### [Problem]
Where an image occurs, skip it and print the rest of the records verbatim.

--------

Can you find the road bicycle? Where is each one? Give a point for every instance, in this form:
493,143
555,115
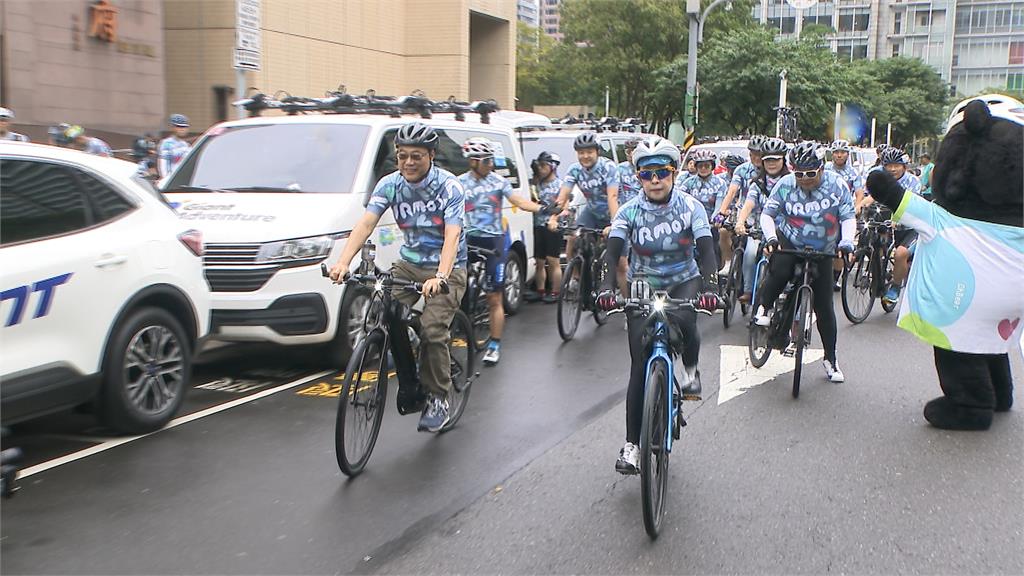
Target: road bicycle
582,280
790,329
392,336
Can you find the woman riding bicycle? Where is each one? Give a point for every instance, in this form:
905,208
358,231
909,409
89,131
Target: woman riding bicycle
772,169
663,227
815,211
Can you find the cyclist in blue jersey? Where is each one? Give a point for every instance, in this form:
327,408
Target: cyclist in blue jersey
429,206
709,190
772,169
485,192
76,135
895,160
815,211
597,178
173,149
664,227
547,240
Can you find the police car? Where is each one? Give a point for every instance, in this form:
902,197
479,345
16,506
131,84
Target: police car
102,297
275,196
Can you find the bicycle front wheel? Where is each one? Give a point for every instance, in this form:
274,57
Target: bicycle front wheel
802,323
653,448
857,297
360,406
461,348
569,302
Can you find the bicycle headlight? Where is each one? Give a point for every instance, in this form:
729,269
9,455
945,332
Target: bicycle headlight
297,249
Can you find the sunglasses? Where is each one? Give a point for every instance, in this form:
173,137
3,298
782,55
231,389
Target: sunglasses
662,172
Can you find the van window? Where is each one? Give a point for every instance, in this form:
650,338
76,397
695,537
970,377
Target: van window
307,158
449,156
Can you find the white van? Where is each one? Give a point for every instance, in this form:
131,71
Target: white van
276,196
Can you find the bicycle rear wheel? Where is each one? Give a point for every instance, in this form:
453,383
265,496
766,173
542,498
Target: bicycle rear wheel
461,348
802,323
857,295
569,302
653,450
360,406
600,269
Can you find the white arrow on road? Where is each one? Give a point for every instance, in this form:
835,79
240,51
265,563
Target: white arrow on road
736,375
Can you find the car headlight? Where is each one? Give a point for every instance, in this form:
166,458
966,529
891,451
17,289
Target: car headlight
298,249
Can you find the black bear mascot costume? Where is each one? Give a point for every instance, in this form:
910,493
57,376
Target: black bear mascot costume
966,291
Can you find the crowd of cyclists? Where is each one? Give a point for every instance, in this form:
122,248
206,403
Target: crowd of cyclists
665,221
155,158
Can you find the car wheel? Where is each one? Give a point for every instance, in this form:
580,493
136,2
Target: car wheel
512,297
146,369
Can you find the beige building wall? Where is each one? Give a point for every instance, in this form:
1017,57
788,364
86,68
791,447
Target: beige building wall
54,72
310,46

--------

### [Response to this exercise]
Can you find the road bicycle? Where is each one? Give a point for every instance, in this form:
493,143
555,115
Target: road bicycle
582,280
790,329
392,336
Can you find the woman riding bicycle? Where is each one? Give a point for every instance, in this form:
905,208
358,231
909,409
89,131
Target: woman riding bicycle
772,169
663,227
815,211
Can you find the cyclist in blue jersey? Where is each one? Give a point for every instance, in this form:
327,408
Target: cyclist in blue jersey
429,206
709,190
772,169
485,192
76,135
895,160
815,211
597,178
173,149
664,227
547,240
Can you find the police car? Where is each one? Give a point for every instance, in this form:
902,197
479,345
16,506
131,84
Target: police car
102,297
275,196
Can you find the bicycle front wheel? Where is each one? Give a point for every instance, in this form:
274,57
Target: bicycle front wheel
802,323
653,448
857,297
360,406
461,348
569,302
Can you find the bicycle headlight? Where is each one? Give a point for every instance, in this form:
729,269
9,455
945,332
Target: bicycle headlight
297,249
Can you find the sunglasses? Where is each one? Give a point for every instance, in this form:
173,137
3,298
782,55
231,389
Target: sunglasses
662,172
Can you find the van window? Where is each one? Give a point for every instance, in this form:
650,338
76,397
695,537
970,377
Target: van window
307,158
449,156
Can you find the white van? Where is each one? Give a point for every instance, in this form:
131,71
Target: white van
276,196
Can you find the bicycle rear wheel? Where is each one? Give a point for every instance, in this form:
453,383
265,496
766,173
542,498
Target: bicycle rear wheel
461,348
802,323
857,295
569,302
653,450
360,406
600,269
Can you find the white arrow on road? Where is each one? Give a point for every instance, in this form:
835,79
240,51
265,563
Target: white arrow on road
736,375
Can you find the car headlight? Where is each one? Give a point for every instance, in this form:
166,458
966,529
891,451
17,289
Target: car headlight
298,249
Can you find the black bear mascot costume? Where is each one? Give a point for every instance, in this form:
910,493
57,376
Target: black bear mascot costume
966,291
Can you find the crowd of cyclists? Where is each one? Give a point for every instance, in this form:
122,248
206,403
Target: crowd of cyclists
665,221
155,158
Can you find the car wheel? Where is each one? Give a point for every instance, in this form:
580,493
136,2
Target: car wheel
512,297
146,369
Can you find the beige building wall? Where is each one? Give a point for every instance, in this form:
1017,57
788,364
86,68
791,447
Target: beige building wall
54,72
310,46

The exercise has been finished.